Quoted passage
Segment Open

This is another case of presenting a correct solution – “recourse to infertile periods or total abstinence” – together with an unacceptable one, as if they were so many “options” open to couples with regard to their personal problems, principles giving way to situation ethics.
Whatever the reasons behind this Response, its implications give cause for concern. For instance, if it is correct, why should spouses who cannot hope to give birth to a viable child be expected not to contracept? Why should it not at some point be licit to eliminate a nonviable fetus?
According to Dr. Philip Schepens MD, member of the Pontifical Academy for Life from 1995 to 2017, member of its Board until 2004 and Secretary-General of the World Federation of Doctors who respect Human Life, and currently a member of the board of the John-Paul II Academy of Life and Family, the Response of the CDF on hysterectomy is “is unnecessary and at the same time unnecessarily creates confusion.”

Segment Closed

Exercises
A. Transcribe the commentary on the CDF hysterectomy Response word for word from "Whatever the reasons" to "a nonviable fetus?".
B. Go on writing the commentary on the CDF hysterectomy Response, picking up after its last sentence.
The material that comes next is separate from the commentary on the CDF hysterectomy Response.

Recorded information
Segment Open

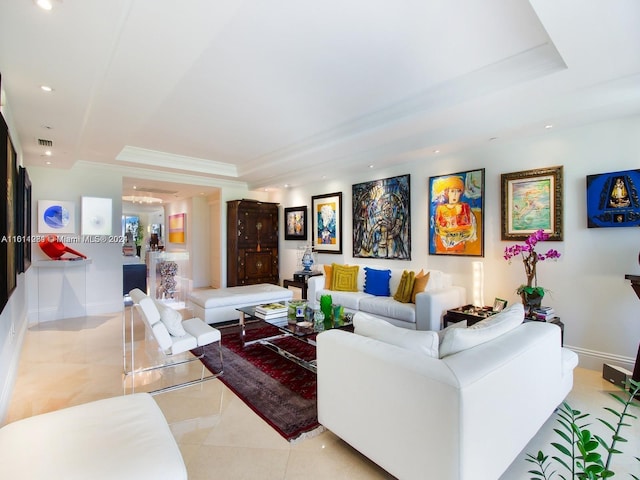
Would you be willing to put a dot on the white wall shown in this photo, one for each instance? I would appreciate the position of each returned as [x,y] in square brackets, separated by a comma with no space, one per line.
[588,289]
[104,274]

Segment Closed

Response list
A.
Whatever the reasons behind this Response, its implications give cause for concern. For instance, if it is correct, why should spouses who cannot hope to give birth to a viable child be expected not to contracept? Why should it not at some point be licit to eliminate a nonviable fetus?

B.
Having approved our reasoning above, he added these comments:
“The doctrine of the Church is clear regarding sterilization: that which directly impedes fertilization during sexual intercourse or renders the reproductive organs, both male and female, improper for reproduction, violates the divine commandment: ‘Be fertile and multiply.’”
Hysterectomy can be licit in some cases though, Schepens explained: “On the other hand, a procedure, surgical or otherwise, that renders procreation impossible, but that is carried out with the primary objective of fighting an illness in that person, is permissible provided that it is not sterilization that sought after, but healing that illness. If the procedure has the effect of sterilizing, as a secondary, non-sought after effect, it is morally permissible, according to the ‘double effect’ doctrine.”
As a medical doctor, Schepens went on to clarify: “Miscarriage, just like sterility, is not an illness but can be the consequence of one or more illnesses. Among those most often affecting women, we can mention uterine cancer or cervical cancer, the presence of benign myoma of the uterus and endometriosis. Concerning the two last-mentioned illnesses, a complication that often requires hysterectomy is metrorrhagia, that is, heavy bleeding that can happen at any moment and that in the long run can have very adverse consequences for the health and even the life of the woman. Not a single gynecologist, Catholic or otherwise, would refuse hysterectomy in that case, if other less burdensome solutions are incapable of restoring health.”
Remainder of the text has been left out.